**Task goal**
Edit the listing below so that every "weevil" becomes "beetle", and change nothing else. Leave the pictures out of your version.

**Supplied material**

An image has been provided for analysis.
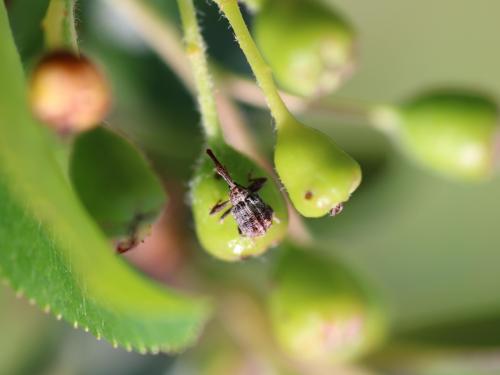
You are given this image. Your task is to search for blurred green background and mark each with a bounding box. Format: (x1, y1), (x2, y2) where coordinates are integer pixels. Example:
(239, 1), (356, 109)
(0, 0), (500, 374)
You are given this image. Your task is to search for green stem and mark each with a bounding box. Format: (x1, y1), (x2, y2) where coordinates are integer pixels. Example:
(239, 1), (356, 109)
(177, 0), (222, 141)
(42, 0), (78, 53)
(214, 0), (291, 128)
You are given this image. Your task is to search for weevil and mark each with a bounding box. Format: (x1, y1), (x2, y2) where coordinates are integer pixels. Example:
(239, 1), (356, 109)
(207, 149), (276, 237)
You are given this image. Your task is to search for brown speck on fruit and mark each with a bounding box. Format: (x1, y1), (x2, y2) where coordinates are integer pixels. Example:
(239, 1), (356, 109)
(330, 203), (344, 217)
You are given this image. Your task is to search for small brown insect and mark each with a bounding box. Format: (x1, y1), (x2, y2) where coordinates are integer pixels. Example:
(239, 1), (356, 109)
(207, 149), (274, 237)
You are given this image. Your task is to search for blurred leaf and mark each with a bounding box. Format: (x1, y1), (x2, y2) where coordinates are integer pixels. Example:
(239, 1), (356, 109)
(395, 313), (500, 347)
(0, 5), (207, 352)
(0, 288), (58, 375)
(70, 128), (166, 242)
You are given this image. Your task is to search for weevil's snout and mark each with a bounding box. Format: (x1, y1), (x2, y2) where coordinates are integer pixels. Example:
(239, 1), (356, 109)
(229, 185), (248, 206)
(330, 203), (344, 217)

**Exercise output**
An image has been provided for analysis.
You are given this image. Your task is to search for blurred green background and mark each with a bounding box. Format: (x1, y1), (x2, y2) where coordinates are integer pixels. Example:
(239, 1), (356, 109)
(0, 0), (500, 374)
You are given this image. Your task is to search for green stem and mark each with a bounding box. Format: (x1, y1), (x2, y2) where coordinates are integer pixels. Example:
(239, 1), (356, 109)
(177, 0), (222, 141)
(42, 0), (78, 53)
(214, 0), (291, 128)
You are given this image. Your task is to search for beetle and mark each with a bounding box. Format: (x1, y1), (x2, y2) where coordinates are integer pixels. Example:
(239, 1), (356, 109)
(207, 149), (276, 237)
You are given this image. Your task is to search for brown speck on fruit and mark each with a bounding box. Format: (x1, y1), (x2, y2) where coordinates are integer pixels. Example:
(239, 1), (356, 109)
(330, 203), (344, 217)
You are given this image. Your task is to search for small brown insect and mark each with a bounding box. Format: (x1, y1), (x2, y2) where coordinates are integer pixels. Example:
(239, 1), (356, 109)
(207, 149), (274, 237)
You are given this image. Your task is to search for blurred leaf and mark each with a bounding box. Format: (x1, y1), (x2, y2) where coordinates are integer pixels. Example:
(239, 1), (356, 109)
(395, 313), (500, 347)
(0, 5), (207, 352)
(0, 288), (58, 375)
(70, 128), (166, 242)
You are given this image. Your task is to search for beetle's snout and mark each with a bounding box. Format: (x1, y1), (x2, y2) where coordinates are integer pixels. Example:
(239, 1), (356, 109)
(229, 185), (248, 206)
(330, 203), (344, 217)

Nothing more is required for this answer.